>>>

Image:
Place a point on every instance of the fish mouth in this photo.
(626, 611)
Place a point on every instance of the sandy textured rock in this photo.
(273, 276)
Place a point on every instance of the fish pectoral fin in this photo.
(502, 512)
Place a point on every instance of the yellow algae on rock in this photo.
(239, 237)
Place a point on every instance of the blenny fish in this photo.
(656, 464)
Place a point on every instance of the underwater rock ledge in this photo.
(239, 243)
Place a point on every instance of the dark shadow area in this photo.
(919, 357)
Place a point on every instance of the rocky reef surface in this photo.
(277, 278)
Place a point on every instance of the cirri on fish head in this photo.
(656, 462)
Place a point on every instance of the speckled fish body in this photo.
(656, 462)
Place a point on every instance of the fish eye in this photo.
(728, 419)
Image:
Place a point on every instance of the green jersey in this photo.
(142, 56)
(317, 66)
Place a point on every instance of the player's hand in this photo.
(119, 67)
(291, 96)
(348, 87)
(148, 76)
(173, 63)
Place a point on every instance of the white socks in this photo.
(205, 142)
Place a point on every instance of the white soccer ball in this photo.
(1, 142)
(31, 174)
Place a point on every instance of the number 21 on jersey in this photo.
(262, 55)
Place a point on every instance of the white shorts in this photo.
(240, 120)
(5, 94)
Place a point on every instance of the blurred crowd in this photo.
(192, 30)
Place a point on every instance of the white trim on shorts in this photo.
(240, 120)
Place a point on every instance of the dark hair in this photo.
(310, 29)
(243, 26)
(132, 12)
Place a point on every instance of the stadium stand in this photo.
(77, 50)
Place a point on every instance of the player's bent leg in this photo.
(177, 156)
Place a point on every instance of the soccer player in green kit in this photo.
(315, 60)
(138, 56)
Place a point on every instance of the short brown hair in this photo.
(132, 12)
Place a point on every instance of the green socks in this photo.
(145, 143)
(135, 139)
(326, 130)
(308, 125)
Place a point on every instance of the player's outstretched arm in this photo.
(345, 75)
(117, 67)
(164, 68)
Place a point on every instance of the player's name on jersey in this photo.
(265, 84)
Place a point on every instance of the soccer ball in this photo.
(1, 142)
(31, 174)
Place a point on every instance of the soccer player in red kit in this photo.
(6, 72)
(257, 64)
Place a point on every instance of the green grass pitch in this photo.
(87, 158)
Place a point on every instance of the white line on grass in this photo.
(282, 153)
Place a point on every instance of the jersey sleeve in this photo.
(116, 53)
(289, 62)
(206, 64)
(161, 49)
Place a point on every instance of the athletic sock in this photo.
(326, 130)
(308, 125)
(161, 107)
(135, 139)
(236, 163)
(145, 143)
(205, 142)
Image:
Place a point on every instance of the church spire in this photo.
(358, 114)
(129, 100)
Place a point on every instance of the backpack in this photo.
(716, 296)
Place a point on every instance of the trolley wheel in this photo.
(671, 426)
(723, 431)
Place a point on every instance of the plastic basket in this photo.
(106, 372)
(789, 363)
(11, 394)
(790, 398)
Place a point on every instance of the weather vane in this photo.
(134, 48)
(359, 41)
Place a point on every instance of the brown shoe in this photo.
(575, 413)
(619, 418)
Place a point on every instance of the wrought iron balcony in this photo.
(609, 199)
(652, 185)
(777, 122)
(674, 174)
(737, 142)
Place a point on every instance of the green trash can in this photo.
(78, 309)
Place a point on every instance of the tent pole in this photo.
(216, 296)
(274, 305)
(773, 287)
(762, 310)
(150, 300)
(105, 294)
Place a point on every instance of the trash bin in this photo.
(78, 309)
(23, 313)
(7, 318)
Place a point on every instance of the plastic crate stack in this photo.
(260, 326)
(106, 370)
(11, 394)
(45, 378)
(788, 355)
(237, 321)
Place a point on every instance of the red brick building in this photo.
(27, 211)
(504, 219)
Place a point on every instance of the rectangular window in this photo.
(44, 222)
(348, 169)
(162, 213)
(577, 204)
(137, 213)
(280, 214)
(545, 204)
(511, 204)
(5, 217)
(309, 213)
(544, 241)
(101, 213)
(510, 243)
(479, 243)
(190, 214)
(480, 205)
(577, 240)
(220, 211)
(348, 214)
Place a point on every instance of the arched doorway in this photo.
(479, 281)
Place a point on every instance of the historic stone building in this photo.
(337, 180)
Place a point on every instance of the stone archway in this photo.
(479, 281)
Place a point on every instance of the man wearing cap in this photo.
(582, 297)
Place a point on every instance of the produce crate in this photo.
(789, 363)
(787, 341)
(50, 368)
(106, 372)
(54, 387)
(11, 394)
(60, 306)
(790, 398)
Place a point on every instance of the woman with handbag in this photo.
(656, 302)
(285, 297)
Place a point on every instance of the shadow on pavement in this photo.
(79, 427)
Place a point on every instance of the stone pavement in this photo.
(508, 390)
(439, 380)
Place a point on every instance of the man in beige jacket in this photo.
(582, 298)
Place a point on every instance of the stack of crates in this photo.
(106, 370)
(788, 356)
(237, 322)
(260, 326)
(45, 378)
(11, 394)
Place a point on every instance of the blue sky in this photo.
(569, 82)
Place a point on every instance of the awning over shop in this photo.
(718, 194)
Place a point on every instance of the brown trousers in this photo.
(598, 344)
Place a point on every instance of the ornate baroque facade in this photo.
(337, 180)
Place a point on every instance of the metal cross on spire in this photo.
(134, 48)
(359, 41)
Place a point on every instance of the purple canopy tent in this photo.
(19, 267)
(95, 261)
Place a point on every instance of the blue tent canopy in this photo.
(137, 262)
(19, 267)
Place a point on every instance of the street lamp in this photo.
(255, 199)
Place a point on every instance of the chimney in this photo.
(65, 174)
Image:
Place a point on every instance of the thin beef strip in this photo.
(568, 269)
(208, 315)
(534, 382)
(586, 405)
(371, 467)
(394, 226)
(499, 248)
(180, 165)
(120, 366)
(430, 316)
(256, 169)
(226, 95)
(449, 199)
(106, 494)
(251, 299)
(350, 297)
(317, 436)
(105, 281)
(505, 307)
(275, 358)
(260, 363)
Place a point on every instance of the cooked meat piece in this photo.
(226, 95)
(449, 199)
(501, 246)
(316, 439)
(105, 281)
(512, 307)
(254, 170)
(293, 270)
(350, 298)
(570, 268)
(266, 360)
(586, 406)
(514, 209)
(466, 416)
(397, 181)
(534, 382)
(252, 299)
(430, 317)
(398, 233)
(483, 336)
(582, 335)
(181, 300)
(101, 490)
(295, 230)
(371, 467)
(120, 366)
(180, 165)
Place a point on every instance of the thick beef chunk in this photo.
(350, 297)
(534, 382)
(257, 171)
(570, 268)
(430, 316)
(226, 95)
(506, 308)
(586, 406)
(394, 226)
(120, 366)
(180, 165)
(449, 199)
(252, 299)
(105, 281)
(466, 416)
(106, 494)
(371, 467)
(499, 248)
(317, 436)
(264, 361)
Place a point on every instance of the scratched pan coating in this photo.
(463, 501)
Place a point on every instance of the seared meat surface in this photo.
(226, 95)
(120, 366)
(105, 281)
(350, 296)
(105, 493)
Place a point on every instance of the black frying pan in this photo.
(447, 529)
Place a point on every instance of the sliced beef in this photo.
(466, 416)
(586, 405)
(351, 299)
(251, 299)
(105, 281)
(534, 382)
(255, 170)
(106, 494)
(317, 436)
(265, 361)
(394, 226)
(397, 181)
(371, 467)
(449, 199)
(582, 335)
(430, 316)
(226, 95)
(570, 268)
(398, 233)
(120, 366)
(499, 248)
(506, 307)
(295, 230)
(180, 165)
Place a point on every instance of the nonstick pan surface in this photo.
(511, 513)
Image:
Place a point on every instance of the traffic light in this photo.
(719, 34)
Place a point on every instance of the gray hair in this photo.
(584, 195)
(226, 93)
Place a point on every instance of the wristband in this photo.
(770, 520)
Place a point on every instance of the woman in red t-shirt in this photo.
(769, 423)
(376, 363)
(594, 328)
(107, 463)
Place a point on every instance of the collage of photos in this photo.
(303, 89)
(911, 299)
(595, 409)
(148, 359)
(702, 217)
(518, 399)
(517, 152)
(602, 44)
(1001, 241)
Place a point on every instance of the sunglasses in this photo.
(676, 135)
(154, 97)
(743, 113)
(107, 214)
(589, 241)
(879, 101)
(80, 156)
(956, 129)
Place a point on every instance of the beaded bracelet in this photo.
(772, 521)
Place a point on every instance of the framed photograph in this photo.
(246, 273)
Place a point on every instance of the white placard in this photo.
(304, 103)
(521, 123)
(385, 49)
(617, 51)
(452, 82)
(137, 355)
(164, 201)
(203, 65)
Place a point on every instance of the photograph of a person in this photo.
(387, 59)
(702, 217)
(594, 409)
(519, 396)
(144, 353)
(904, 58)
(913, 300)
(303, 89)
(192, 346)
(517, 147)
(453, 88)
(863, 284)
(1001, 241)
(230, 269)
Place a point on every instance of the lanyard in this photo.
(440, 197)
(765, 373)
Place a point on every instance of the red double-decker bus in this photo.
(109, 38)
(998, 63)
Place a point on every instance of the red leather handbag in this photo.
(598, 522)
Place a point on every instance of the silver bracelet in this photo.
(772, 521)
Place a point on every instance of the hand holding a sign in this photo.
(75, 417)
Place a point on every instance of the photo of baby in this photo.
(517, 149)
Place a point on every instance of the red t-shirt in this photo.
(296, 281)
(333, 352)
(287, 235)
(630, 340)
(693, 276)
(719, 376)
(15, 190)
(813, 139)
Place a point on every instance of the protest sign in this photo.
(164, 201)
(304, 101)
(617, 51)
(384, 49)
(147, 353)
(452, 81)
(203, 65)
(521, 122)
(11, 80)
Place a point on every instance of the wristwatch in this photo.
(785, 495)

<<<

• Exercise aim
Update the stretch from the line containing "Place a point on every instance of the white placard" through the end of the lines, replacing "wristwatch" with "watch" and leaving everything else unchanged. Give back only those lines.

• Task output
Place a point on every instance of the white placard in this photo.
(304, 103)
(521, 123)
(385, 49)
(617, 51)
(452, 82)
(137, 355)
(164, 201)
(203, 65)
Place a point on every instance of the photograph of a person in this photo.
(387, 59)
(702, 217)
(594, 409)
(519, 396)
(144, 353)
(904, 58)
(913, 300)
(303, 89)
(192, 346)
(517, 147)
(453, 88)
(863, 284)
(1001, 241)
(230, 269)
Place a point on every instance of the lanyard in this photo.
(440, 197)
(765, 373)
Place a point on every instance of the red double-decker bus in this photo.
(109, 38)
(998, 63)
Place a point on every instance of the red leather handbag in this photo.
(598, 522)
Place a point on every instance of the silver bracelet in this photo.
(772, 521)
Place a point on every instance of the hand holding a sign in this photo.
(75, 417)
Place a point on every instance of the photo of baby in this photo.
(517, 149)
Place a point on every instance of the red t-shirt in this photo.
(296, 281)
(333, 352)
(287, 235)
(630, 340)
(693, 276)
(719, 376)
(15, 190)
(813, 139)
Place a point on every instance of the protest sign in this photo.
(164, 201)
(304, 101)
(617, 51)
(384, 49)
(147, 353)
(452, 81)
(203, 65)
(521, 122)
(11, 80)
Place a point on every instance of the watch in this photo.
(785, 495)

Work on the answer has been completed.